MBI Logo
MBI Logo
mpe

Workshop 2: Rapid Evolution and Sustainability (October 7-11, 2013)

Organizers: Jim Cushing, Katia Koelle, Patrick De Leenheer, and Stephan Munch

Although evolution is often thought of as a slow process that proceeds on the time scale of millennia, in fact there are many very rapid evolutionary processes, often called contemporary evolution, that have profound effects on human health and welfare. For example: (1) In agriculture, plants and pests can rapidly evolve resistance to herbicides and pesticides, respectively; (2) The influenza virus, and other viruses and bacteria, often evolve within an individual host making treatment strategies difficult and/or temporary; (3) The evolution of bacteria to become resistant to most antibiotics poses a serious threat to mankind; (4) Some parasites, for example African trypanosomes, can change the proteins that they express on their surfaces and thus can become invisible to the immune system; and (5) Harvested populations may show rapid evolution in size or age at maturity, which affects both yield and recovery from depleted states.

[Data items]
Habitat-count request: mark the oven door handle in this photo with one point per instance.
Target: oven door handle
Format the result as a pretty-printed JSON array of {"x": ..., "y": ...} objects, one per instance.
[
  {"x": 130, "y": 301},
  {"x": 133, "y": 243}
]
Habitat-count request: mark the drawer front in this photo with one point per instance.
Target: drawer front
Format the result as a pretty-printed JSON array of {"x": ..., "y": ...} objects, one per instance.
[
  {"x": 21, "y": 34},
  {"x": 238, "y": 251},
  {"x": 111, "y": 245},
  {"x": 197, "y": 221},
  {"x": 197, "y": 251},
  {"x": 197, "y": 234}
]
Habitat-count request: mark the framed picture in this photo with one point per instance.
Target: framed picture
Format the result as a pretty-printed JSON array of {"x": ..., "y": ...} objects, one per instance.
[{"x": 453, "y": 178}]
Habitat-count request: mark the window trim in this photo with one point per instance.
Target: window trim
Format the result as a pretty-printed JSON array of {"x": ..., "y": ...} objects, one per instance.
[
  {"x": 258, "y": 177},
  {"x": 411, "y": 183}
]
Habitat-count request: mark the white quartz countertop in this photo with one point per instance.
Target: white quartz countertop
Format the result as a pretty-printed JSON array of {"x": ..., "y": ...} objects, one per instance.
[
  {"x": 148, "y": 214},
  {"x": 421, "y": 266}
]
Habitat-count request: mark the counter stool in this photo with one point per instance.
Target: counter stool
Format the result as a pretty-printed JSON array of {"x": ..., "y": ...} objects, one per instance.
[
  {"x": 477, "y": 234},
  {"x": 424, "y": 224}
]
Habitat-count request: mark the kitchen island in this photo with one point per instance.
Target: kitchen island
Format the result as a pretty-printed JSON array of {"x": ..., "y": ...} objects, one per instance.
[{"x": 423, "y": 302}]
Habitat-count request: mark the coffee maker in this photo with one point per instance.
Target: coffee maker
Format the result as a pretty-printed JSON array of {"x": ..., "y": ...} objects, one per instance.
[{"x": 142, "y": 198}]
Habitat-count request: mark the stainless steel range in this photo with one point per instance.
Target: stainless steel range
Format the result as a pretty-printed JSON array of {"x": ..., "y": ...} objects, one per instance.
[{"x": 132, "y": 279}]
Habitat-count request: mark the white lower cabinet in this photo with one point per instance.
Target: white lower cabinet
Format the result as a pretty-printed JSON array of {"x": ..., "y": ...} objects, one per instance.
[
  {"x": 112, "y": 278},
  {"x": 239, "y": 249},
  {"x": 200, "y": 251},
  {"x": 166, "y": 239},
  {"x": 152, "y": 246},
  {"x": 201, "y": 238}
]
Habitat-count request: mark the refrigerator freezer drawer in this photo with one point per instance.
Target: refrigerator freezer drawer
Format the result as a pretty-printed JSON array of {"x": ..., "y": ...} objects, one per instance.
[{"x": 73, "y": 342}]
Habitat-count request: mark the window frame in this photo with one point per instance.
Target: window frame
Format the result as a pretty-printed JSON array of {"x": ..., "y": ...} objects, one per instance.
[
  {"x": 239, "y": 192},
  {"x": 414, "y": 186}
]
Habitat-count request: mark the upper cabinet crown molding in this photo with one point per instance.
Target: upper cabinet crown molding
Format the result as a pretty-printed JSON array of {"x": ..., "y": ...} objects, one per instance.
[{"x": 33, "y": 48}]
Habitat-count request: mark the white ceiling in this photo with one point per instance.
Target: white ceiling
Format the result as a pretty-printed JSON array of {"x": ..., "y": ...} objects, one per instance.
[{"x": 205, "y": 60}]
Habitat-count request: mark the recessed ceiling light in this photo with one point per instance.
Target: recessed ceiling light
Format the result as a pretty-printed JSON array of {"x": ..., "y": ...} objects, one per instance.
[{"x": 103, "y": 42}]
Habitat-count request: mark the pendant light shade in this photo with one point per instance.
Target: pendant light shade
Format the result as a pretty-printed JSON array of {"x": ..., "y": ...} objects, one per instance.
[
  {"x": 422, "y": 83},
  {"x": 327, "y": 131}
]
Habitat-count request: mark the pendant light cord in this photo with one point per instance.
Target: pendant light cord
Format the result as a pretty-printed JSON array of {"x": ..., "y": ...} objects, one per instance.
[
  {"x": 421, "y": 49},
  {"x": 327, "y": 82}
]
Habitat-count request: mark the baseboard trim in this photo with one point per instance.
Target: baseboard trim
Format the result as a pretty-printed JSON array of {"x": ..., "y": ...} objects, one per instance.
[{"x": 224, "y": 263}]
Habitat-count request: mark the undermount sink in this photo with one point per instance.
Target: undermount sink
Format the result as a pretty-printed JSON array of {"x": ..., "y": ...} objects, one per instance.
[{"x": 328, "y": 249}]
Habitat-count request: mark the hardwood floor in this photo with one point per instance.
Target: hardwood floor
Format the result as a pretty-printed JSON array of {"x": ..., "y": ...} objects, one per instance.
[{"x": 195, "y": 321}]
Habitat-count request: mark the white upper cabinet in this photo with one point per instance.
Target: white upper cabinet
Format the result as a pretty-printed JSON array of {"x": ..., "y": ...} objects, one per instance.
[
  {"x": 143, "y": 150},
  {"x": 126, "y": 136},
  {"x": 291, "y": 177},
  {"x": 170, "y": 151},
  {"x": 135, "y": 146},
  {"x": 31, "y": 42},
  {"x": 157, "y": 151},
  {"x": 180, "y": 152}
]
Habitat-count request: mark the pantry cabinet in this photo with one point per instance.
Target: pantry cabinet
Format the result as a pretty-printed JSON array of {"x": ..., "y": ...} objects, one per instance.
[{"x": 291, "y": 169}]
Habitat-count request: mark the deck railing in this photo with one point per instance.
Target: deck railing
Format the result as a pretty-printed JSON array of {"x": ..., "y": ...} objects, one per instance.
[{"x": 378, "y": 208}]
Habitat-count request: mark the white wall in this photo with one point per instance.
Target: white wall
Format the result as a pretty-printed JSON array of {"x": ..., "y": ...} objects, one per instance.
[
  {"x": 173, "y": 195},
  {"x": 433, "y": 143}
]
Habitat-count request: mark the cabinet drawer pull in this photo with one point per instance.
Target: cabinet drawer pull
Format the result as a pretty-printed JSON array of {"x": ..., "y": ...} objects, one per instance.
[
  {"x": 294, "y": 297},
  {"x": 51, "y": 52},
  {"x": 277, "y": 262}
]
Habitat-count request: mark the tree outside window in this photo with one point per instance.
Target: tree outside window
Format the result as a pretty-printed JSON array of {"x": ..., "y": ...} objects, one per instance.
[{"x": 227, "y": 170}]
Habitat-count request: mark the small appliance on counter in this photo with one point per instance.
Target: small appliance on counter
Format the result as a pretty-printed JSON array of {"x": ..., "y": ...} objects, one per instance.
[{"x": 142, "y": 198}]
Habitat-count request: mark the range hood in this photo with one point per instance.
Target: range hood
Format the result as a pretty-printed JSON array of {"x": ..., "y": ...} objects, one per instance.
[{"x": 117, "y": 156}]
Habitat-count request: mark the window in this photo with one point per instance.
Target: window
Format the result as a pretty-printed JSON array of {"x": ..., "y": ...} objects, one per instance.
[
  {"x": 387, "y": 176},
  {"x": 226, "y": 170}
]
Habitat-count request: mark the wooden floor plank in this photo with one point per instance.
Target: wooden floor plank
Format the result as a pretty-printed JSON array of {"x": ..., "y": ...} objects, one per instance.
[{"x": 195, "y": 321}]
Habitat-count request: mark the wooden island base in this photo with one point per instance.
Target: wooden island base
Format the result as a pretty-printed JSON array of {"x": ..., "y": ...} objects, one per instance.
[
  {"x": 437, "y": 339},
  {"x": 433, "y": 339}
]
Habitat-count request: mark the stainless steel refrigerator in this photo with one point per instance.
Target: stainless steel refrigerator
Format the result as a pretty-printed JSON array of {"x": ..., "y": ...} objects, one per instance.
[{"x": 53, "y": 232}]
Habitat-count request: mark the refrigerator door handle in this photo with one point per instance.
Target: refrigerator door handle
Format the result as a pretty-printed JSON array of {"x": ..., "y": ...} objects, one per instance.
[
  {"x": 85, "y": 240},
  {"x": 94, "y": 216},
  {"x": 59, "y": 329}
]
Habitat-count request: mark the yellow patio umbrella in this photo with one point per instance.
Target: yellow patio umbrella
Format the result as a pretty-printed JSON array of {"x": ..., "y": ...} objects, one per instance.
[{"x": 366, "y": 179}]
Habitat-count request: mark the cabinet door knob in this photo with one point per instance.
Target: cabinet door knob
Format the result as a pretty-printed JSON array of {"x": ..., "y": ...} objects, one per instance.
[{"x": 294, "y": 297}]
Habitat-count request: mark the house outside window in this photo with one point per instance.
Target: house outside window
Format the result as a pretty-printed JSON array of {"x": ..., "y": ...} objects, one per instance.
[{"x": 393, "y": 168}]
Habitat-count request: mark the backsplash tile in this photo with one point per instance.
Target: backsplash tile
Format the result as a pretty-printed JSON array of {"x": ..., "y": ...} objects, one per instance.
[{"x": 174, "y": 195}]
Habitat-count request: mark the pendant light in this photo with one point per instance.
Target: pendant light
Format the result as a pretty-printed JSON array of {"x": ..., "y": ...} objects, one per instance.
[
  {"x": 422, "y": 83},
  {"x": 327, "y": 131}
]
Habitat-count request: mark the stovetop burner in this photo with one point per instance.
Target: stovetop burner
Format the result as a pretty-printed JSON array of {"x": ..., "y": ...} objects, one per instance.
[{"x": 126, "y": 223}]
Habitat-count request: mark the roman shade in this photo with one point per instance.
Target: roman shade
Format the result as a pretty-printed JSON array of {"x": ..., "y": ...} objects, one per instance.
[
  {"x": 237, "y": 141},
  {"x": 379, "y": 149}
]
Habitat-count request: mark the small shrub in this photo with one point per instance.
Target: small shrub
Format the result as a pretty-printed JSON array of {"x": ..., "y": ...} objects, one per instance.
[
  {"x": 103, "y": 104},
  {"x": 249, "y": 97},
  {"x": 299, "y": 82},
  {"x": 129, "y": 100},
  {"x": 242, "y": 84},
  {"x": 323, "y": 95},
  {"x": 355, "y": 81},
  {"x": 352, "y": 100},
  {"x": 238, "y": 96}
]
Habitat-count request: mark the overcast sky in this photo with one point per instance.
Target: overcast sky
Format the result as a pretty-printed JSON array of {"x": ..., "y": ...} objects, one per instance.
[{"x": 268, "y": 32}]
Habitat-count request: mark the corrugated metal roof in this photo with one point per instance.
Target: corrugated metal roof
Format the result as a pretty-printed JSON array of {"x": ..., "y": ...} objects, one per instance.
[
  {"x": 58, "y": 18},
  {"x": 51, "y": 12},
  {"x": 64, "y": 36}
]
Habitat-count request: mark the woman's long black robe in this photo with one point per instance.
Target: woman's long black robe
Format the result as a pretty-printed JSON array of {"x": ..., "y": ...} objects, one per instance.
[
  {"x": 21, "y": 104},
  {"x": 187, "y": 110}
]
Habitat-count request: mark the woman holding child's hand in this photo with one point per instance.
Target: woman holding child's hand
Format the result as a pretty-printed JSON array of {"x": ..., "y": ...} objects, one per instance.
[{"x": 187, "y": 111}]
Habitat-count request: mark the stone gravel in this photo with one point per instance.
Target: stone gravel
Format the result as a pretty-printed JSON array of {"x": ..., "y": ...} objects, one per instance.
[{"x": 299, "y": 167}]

**Actions to take**
**1.** List the organizers named in the workshop description on rapid evolution and sustainability.
**2.** Render this sentence from the workshop description on rapid evolution into Spanish: "Although evolution is often thought of as a slow process that proceeds on the time scale of millennia, in fact there are many very rapid evolutionary processes, often called contemporary evolution, that have profound effects on human health and welfare."
**3.** Write a continuation of the workshop description on rapid evolution and sustainability, starting after its final sentence.

**Set of answers**
**1.** Jim Cushing, Katia Koelle, Patrick De Leenheer, Stephan Munch

**2.** Aunque a menudo se piensa en la evolución como un proceso lento que avanza en la escala temporal de milenios, en realidad existen muchos procesos evolutivos muy rápidos, a menudo llamados evolución contemporánea, que tienen profundos efectos sobre la salud y el bienestar humanos.

**3.**
Understanding the dynamic behavior of such problems is difficult because one is typically studying the co-evolution of two or more interacting complex systems. The mathematical challenges are daunting. On the local level (for example, the evolution of influenza within a host) mutations are driven by stochastic processes. However, one is not interested in the number of mutations per se, but in the number of successful mutations that can establish themselves in the host. This depends on the immune status of the host, including resources available to the mutant and the history of previous infections. Even when this is understood one must face the problem of transmission and spatial spread of the mutant strain in the whole population. Thus, not only is the biology very difficult, but these questions naturally involve stochastic processes and ordinary and partial differential equations on several different time scales.

Giving or not giving drugs, choosing to use or not use pesticides, or choosing when to use them, are choices that have political, ethical and economic consequences. The consequences themselves depend in many cases on changing human cultural behavior, changing technology, and climate change. Mathematical modeling, including the invention of new mathematical structures, can help us understand these rapidly co-evolving systems and thus make clear the likely consequences of various policy choices.